Provided data ▸
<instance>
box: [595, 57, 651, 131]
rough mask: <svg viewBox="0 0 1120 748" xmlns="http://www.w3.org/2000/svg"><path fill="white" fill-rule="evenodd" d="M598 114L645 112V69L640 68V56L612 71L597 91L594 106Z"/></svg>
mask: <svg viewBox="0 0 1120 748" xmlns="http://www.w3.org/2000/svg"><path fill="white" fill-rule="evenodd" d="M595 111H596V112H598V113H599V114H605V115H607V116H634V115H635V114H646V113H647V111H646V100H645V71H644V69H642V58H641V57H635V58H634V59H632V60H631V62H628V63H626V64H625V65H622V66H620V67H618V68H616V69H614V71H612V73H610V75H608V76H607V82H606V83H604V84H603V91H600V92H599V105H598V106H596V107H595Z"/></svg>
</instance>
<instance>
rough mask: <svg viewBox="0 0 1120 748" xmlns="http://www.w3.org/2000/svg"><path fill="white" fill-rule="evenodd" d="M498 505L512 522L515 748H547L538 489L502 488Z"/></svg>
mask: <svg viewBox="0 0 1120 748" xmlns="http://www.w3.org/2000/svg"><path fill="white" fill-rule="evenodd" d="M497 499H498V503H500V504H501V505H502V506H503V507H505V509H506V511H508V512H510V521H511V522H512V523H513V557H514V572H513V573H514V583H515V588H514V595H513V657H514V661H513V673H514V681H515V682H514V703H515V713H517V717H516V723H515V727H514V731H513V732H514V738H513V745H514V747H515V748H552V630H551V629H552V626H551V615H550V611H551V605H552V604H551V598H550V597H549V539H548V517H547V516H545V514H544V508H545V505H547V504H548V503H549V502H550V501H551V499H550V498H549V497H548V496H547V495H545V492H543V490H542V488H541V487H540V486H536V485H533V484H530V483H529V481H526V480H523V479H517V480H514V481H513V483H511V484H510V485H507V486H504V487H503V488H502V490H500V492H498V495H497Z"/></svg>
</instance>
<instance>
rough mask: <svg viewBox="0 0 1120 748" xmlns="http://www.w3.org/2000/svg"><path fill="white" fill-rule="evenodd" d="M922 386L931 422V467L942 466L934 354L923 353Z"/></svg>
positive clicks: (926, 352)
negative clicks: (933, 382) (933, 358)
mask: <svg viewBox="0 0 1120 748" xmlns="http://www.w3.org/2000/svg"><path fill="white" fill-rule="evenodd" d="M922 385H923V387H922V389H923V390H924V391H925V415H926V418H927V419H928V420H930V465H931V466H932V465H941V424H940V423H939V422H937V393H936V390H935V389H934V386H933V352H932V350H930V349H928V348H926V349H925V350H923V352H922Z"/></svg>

Description of the task ▸ Please repeat the listing above in full and exactly.

Exercise solution ▸
<instance>
box: [595, 57, 651, 131]
rough mask: <svg viewBox="0 0 1120 748" xmlns="http://www.w3.org/2000/svg"><path fill="white" fill-rule="evenodd" d="M598 114L645 112V69L640 68V56L612 71L597 91L594 106Z"/></svg>
mask: <svg viewBox="0 0 1120 748" xmlns="http://www.w3.org/2000/svg"><path fill="white" fill-rule="evenodd" d="M595 111H596V112H598V113H599V114H605V115H607V116H634V115H635V114H646V113H647V111H646V100H645V71H644V69H642V58H641V57H635V58H634V59H632V60H631V62H628V63H626V64H625V65H622V66H620V67H618V68H616V69H614V71H612V73H610V75H608V76H607V82H606V83H604V84H603V91H600V92H599V105H598V106H596V107H595Z"/></svg>
</instance>
<instance>
rough mask: <svg viewBox="0 0 1120 748" xmlns="http://www.w3.org/2000/svg"><path fill="white" fill-rule="evenodd" d="M498 505L512 522L515 748H547L538 489L502 488Z"/></svg>
mask: <svg viewBox="0 0 1120 748" xmlns="http://www.w3.org/2000/svg"><path fill="white" fill-rule="evenodd" d="M497 499H498V503H500V504H501V505H502V506H503V507H505V509H506V511H508V512H510V521H511V522H512V523H513V557H514V572H513V573H514V583H515V588H514V595H513V657H514V661H513V673H514V681H515V682H514V703H515V713H517V717H516V723H515V727H514V731H513V732H514V738H513V745H514V747H515V748H552V630H551V629H552V626H551V615H550V611H551V605H552V604H551V598H550V597H549V539H548V517H547V516H545V514H544V508H545V505H547V504H548V503H549V502H550V501H551V499H550V498H549V497H548V496H547V495H545V492H543V490H542V488H541V487H540V486H536V485H533V484H530V483H529V481H526V480H523V479H517V480H514V481H513V483H511V484H510V485H507V486H504V487H503V488H502V490H500V492H498V495H497Z"/></svg>
</instance>
<instance>
rough mask: <svg viewBox="0 0 1120 748" xmlns="http://www.w3.org/2000/svg"><path fill="white" fill-rule="evenodd" d="M922 386L931 422V467L942 466L934 354L923 353Z"/></svg>
positive clicks: (926, 352)
negative clicks: (933, 382) (933, 358)
mask: <svg viewBox="0 0 1120 748" xmlns="http://www.w3.org/2000/svg"><path fill="white" fill-rule="evenodd" d="M922 385H923V387H922V389H923V390H924V391H925V415H926V418H927V419H928V420H930V465H931V466H932V465H941V424H940V423H939V422H937V393H936V390H935V389H934V386H933V352H932V350H930V349H928V348H926V349H925V350H923V352H922Z"/></svg>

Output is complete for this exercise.